*Data listing*:
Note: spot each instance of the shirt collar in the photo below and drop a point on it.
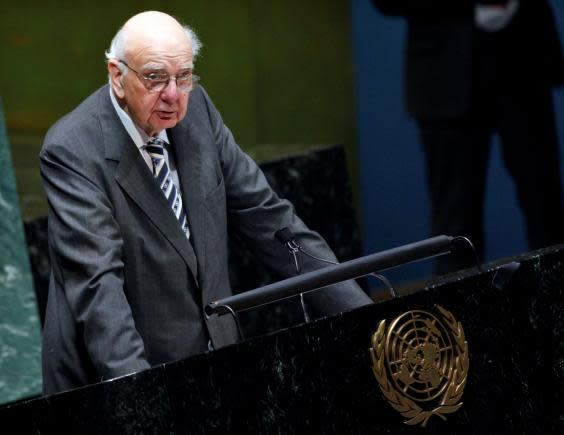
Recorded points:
(137, 134)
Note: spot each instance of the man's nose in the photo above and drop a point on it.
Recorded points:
(171, 92)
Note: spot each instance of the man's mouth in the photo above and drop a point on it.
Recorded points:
(165, 114)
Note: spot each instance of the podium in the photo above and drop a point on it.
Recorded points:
(320, 377)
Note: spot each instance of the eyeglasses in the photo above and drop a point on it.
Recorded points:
(156, 81)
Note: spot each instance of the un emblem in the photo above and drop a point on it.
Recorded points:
(421, 364)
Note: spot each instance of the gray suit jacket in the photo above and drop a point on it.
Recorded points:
(127, 288)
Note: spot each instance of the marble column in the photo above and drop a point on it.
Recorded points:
(20, 344)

*Task description*: Identify the lines above that contain the word "drop", then copy them.

*Written solution*:
Note: spot each instance of the shirt collar in the photo below and drop a point on it.
Note: spot each instance of the man's nose in the photo above and drop a point on it.
Note: spot each instance of the man's mouth in the photo above and drop a point on it.
Note: spot each instance of the podium in the photo above and drop a point on it.
Note: spot each instance of the eyeglasses in the photo above and drop a point on it.
Note: spot each instance of the un emblem in the photo above and drop a point on it.
Note: spot each instance of the gray suit jacket in the photo above and drop a point on it.
Note: spot each instance of the marble column in the photo above and drop a point on it.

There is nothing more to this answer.